TASK STATEMENT => Reproduce each of the following entries line by line, keeping every word and number unchanged.

INPUT MATERIAL =>
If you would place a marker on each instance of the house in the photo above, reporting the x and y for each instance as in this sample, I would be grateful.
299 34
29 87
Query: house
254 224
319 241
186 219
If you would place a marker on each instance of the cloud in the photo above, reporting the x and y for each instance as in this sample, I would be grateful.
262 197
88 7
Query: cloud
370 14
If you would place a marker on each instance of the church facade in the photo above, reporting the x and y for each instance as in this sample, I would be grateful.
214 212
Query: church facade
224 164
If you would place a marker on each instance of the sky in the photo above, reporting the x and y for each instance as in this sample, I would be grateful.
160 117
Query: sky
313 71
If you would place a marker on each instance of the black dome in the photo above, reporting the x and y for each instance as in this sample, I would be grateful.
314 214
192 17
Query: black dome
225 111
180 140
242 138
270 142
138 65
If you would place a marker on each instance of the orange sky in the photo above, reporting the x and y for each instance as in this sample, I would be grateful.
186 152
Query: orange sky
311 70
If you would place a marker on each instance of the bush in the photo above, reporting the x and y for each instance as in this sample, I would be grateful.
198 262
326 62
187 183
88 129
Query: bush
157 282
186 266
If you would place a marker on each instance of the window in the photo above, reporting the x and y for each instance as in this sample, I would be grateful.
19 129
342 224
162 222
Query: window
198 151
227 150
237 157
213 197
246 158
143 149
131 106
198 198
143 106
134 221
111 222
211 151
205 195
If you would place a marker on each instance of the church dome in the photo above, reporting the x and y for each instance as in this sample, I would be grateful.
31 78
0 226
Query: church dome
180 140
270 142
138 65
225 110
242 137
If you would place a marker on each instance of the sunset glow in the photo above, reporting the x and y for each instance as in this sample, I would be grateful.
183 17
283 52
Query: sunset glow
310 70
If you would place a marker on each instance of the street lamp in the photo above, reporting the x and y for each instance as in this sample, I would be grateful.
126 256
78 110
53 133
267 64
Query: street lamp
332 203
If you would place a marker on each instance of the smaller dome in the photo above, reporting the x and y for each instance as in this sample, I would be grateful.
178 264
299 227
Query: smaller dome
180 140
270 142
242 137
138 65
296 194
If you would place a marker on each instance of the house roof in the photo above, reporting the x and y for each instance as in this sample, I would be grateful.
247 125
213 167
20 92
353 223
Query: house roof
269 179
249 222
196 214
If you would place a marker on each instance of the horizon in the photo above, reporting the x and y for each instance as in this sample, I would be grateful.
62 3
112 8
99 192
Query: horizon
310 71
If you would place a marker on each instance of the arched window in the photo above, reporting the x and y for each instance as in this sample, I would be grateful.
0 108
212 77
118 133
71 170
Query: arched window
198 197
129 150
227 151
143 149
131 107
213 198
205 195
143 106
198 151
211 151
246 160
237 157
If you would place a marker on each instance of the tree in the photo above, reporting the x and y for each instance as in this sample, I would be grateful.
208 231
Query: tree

ANSWER FOR THIS EXERCISE =>
If you would place a marker on each instance of the house in the photo above, reporting the x and y for each instance as in this sample, I would be grateful.
299 34
29 87
Query: house
254 224
319 241
186 219
If you would place a marker on each instance of the cloud in the photo above, reporting the x and y for each instance as in this sample, I would be grateful.
262 197
88 7
Query: cloud
370 14
If you would place a marker on each instance of the church facade in the photo above, reporting the x and y for each instance as in this sample, I would be grateful.
214 212
Query: church facade
224 164
If you would place a marker on each instance of the sky in the photo above, reporting the x and y for each instance as in this sample, I would be grateful.
160 117
Query: sky
313 71
If you would place a marker on each instance of the black dome in the photo above, reporting the x and y for each instance as in this sample, I would be grateful.
314 214
192 17
Query: black dome
225 111
180 140
242 138
270 142
138 65
If you would place a marker on each instance of the orange sky in the photo above, reporting the x and y for each instance as in this sample, I would be grateful.
186 152
Query: orange sky
311 70
If you would place a marker on each instance of the bush in the photo above, reporting the x and y for each instance as in this sample, I would be grateful.
198 262
326 62
187 183
88 129
Query: bush
157 282
186 266
If you would place a marker on each instance of the window in the photo above, reporting the x and y for each instance as in this sample, I would be grateful.
19 129
342 224
162 222
Query: window
198 151
227 150
237 157
213 197
246 158
143 149
131 106
198 198
143 106
134 221
111 222
211 151
205 195
If you would place a marker on each instance of the church dome in the photo above, reporting the x and y for each instance as in this sample, I would be grateful.
31 78
0 226
Query: church dome
180 140
270 142
138 65
225 110
242 137
If you would place a marker on each instance of the sunset glow in the photo above, reporting the x and y for each instance as in this sample, I would be grateful.
183 17
283 52
Query: sunset glow
310 70
If you would place a marker on each instance of the street lamp in the photo above, reporting the x and y for each instance as in this sample, I would be grateful.
126 256
78 110
53 133
267 64
Query: street lamp
332 203
If you would place a marker on each instance of the smaller dome in the photo above, reporting the x and y for each instance as in this sample, I would be grateful.
178 264
299 227
Query: smaller dome
180 140
270 142
242 137
138 65
296 194
If you would place a marker on each instance of the house roof in the photo above, reporting the x and y for each instance as in this sample, I would be grateful.
247 125
213 167
20 92
353 223
Query: house roof
269 179
249 222
196 214
If you would place a marker on each instance of the horizon in the photo above, reporting the x and y for each instance as in this sample, I would be grateful.
62 3
112 8
99 192
Query: horizon
310 71
If you would place a marker on each instance of the arched window in the photo above, reporting the x and y for each instance as in this sample, I would be grateful.
0 108
212 77
118 133
71 170
Query: arched window
198 197
129 150
227 151
143 149
131 107
213 198
205 195
143 106
198 151
211 151
246 160
237 157
If you would place a marker on each instance of the tree in the photo above, reporting the x and y for each instance as in this sample, I would be grateful.
208 231
Query: tree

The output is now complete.